Beingessner: Rust's Unsafe Pointer Types Need An Overhaul

Posted Mar 22, 2022 12:51 UTC (Tue) by wtarreau (subscriber, #51152) [Link]

> The standard says that register is merely a hint [which today your compiler almost certainly ignores], that it be a good idea to put this variable in a register and serves no other purpose despite the restriction.

I know but there are few cases where it's still used. Trying to get the pointer from a variable declared as register will be instantly refused (which is great). Declaring a global variable with register (you're forced to indicate what register) will allow the compiler to optimize some operations because it knows the variable cannot change.
But I agree these are almost exceptions to the general rule that the compiler doesn't care much anymore.

> Meanwhile volatile serves only one clear purpose, you can use it to perform explicit stores and loads from a memory address, likely because you are doing MMIO.

The primary usage is for signals, even before MMIO. Userland code needs to use volatile and is certainly not fiddling with MMIO in general.

Beingessner: Rust's Unsafe Pointer Types Need An Overhaul

Posted Mar 22, 2022 18:00 UTC (Tue) by njs (subscriber, #40338) [Link]

> Seems like the language is starting to face the real world of computers, in which absolutely nothing distinguishes a pointer from an integer, both are used and stored interchangeably in registers, it's only how they are _used_ that makes us consider one is arbitrarily a pointer or an integer.

I think it's exactly the opposite: at the language level, C/C++/unsafe Rust all say that you're allowed to convert back and forth between integers and pointers, because the language designers had the same intuition you did – that's how the machine actually works, so it'll be fine.

But there are two problems:

- that's not actually how all machines work (like this exotic CHERI thing, or old-school segmented architectures)

* [Data supplied]
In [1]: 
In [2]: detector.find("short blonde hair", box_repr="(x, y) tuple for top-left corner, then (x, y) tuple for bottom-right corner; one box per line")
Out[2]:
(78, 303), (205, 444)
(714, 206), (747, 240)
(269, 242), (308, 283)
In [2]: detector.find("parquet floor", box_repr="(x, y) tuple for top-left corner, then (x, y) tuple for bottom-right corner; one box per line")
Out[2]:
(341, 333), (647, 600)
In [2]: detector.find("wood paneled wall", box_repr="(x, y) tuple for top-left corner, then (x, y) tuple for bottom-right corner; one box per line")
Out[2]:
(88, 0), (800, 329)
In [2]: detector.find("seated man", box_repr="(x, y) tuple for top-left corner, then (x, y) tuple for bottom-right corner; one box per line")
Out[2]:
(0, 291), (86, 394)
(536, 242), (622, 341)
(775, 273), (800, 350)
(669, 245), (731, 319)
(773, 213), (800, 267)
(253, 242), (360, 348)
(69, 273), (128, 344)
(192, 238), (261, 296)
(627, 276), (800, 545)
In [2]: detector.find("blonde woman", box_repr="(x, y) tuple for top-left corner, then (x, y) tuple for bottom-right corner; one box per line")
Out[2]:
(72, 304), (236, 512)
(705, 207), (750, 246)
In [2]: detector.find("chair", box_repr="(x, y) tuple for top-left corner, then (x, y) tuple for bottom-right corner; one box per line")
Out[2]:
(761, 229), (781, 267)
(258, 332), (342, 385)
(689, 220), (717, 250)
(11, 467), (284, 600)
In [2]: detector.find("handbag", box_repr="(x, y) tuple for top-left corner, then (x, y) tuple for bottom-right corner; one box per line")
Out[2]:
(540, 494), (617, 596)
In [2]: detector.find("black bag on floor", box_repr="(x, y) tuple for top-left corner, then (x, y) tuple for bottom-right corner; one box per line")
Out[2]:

* [Required work]
1. Answer these questions from the forum thread on Rust's unsafe pointer types:
(a) What happens when code tries to get the pointer from a variable declared as register?
(b) What does the thread call the primary usage of volatile?
(c) Which two kinds of machines are named as not working the way integer-pointer conversion assumes?
2. Write what comes next in the forum thread on Rust's unsafe pointer types, picking up after its last line.

* [Results]
1.
(a) It is instantly refused.
(b) Signals.
(c) The CHERI architecture and old-school segmented architectures.

2.
- more importantly, even on common ISAs like x86 and ARM, it turns out that if you want a decent compiler, your front end needs to target a higher-level virtual machine where pointers *aren't* just integers. Of course they'll eventually get lowered to integers, but if you do that too early then it destroys your ability to do optimizations. So the status quo right now is that all compilers *actually* treat integers and pointers as fundamentally different, and they do it using a bunch of ad hoc heuristics that were never written down and the compiler engineers have been gradually realizing are actually incoherent and busted, even if they *mostly* work in practice.

So the problem is: how do we change the language and the compiler so that the code is efficient *and* the compiler rigorously implements the language semantics *and* the language semantics are understandable without a phd. And this means the language semantics need to treat pointers and integers as fundamentally different, while still giving enough tools to do all the weird pointer tricks you need in real systems.

Beingessner: Rust's Unsafe Pointer Types Need An Overhaul

Posted Mar 22, 2022 2:45 UTC (Tue) by atnot (subscriber, #124910) [Link] (16 responses)

I think the fact that it is even feasible to discuss changes like this is testament to the benefits a somewhat more restrictive but also more rigorously defined system can have. It's very hard to imagine, for example, the likes of C pointers being reworked to give them better formal properties.

Beingessner: Rust's Unsafe Pointer Types Need An Overhaul

Posted Mar 22, 2022 5:04 UTC (Tue) by jhoblitt (subscriber, #77733) [Link] (4 responses)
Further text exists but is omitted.